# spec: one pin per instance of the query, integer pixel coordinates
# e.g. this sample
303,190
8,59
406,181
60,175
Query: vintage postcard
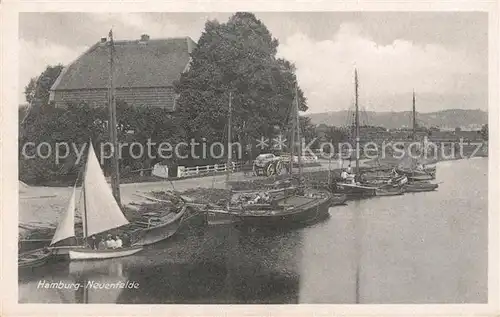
★ ★ ★ ★
[Work to complete]
Copy the records again, swapping "pin" for "marker" and leaving everything else unchanged. Omit the pictures.

[Response for this exercise]
# spec: one marker per instance of the query, integer pixel coordinates
# e.g. this sample
303,190
8,59
406,181
60,175
Query: vintage postcard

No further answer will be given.